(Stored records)
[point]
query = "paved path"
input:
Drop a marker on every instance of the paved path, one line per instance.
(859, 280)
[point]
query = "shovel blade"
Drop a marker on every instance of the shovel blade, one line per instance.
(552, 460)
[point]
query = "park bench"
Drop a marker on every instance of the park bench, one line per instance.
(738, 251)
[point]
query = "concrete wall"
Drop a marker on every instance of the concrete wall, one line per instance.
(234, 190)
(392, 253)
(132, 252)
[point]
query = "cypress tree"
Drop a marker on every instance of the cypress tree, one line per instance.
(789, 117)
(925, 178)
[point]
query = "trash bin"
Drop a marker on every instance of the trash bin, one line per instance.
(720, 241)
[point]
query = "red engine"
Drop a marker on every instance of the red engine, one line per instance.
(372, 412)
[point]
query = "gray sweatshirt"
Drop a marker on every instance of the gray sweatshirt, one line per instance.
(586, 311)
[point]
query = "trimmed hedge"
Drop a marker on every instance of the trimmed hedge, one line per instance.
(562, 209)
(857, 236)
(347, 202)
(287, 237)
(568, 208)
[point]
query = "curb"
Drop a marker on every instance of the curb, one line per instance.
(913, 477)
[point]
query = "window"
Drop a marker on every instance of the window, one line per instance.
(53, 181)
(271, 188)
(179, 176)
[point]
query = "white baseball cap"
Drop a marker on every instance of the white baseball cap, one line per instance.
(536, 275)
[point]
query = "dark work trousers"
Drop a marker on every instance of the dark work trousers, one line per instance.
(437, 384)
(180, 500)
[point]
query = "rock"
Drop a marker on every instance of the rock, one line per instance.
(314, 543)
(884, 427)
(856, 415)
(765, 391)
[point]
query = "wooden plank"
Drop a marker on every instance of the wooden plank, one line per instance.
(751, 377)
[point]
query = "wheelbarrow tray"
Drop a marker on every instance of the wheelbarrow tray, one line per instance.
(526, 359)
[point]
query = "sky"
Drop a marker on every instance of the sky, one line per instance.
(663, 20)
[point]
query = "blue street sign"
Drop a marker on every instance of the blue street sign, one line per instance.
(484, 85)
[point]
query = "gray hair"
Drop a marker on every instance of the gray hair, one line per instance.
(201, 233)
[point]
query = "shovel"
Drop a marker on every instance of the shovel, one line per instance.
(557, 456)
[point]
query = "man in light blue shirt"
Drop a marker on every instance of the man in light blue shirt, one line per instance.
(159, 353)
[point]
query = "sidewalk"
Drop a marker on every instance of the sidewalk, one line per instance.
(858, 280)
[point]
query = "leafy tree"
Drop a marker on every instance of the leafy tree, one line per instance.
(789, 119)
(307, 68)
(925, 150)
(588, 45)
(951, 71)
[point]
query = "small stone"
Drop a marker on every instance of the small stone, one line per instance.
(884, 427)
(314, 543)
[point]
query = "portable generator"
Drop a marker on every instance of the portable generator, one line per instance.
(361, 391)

# [GIVEN EXERCISE]
Transcribe every record above exactly as it appears.

# [ANSWER]
[point]
query = "paved path"
input:
Drop a marker on every instance of the paved path, one line per instance.
(859, 280)
[point]
query = "shovel blade"
Drop a marker on every instance of the shovel blade, one line per instance.
(552, 460)
[point]
query = "park bench"
Drop a marker on every instance of the park bench, one line per instance.
(738, 251)
[point]
query = "concrete wall"
Drop a marker on every instance of the concrete wall, one line per instance.
(234, 190)
(392, 253)
(132, 252)
[point]
query = "cypress tree"
Drop a marker on every instance of the cypress tree, one line per instance.
(789, 117)
(925, 178)
[point]
query = "trash bin"
Drop a marker on every instance of the trash bin, one line per instance.
(720, 241)
[point]
query = "red engine"
Drop a marker on every instance of the red engine, one line per instance.
(372, 412)
[point]
query = "gray sweatshirt"
Drop a marker on every instance of the gray sweatshirt, one line per instance.
(586, 311)
[point]
query = "trimmed hedge"
Drop a marker on every instance of the trimmed hedge, one line per instance.
(562, 209)
(857, 236)
(347, 202)
(287, 237)
(568, 208)
[point]
query = "curb"
Drop a marker on every instance of the curb, one line per instance.
(913, 477)
[point]
query = "window"
Drop a marker on every instance of the window, one line per instance.
(53, 181)
(271, 188)
(179, 176)
[point]
query = "white baseball cap"
Drop a marker on every instance of the white baseball cap, one line per instance.
(536, 275)
[point]
query = "dark work trousers"
Drop a marker on every instance of the dark work trousers, one line per instance.
(437, 384)
(180, 500)
[point]
query = "rock"
Drop a marker on every instance of the rock, one line per instance.
(314, 543)
(884, 427)
(856, 415)
(765, 391)
[point]
query = "wooden plank"
Drop a marker on every instance of the wooden plank, one line per instance.
(751, 377)
[point]
query = "wheelbarrow tray"
Drop a marker on every instance of the wheelbarrow tray, one line per instance.
(526, 359)
[point]
query = "sky"
Drop a marker on every instance of the sky, one line per instance.
(663, 20)
[point]
query = "blue street sign"
Drop a marker on every instance of the blue street sign, one line per instance.
(484, 85)
[point]
query = "gray hair"
Drop a marker on every instance of the gray hair, one line per instance.
(201, 233)
[point]
query = "shovel"
Drop a marker on every instance of the shovel, one line per instance.
(557, 456)
[point]
query = "man in light blue shirt"
Drop a marker on every instance of the man in light blue shirt, one line per instance.
(159, 353)
[point]
query = "sidewalk"
Drop a marker on every instance of the sidewalk, one line per instance.
(858, 280)
[point]
query = "leafy tree"
Drop a marker on every instance of the leafy tree, one line per instance.
(789, 119)
(307, 68)
(925, 150)
(588, 45)
(951, 71)
[point]
query = "small stone"
Drop a marker on every instance of the small stone, one line per instance.
(884, 427)
(314, 543)
[point]
query = "portable generator"
Drop a marker on every instance of the portable generator, one line per instance.
(361, 391)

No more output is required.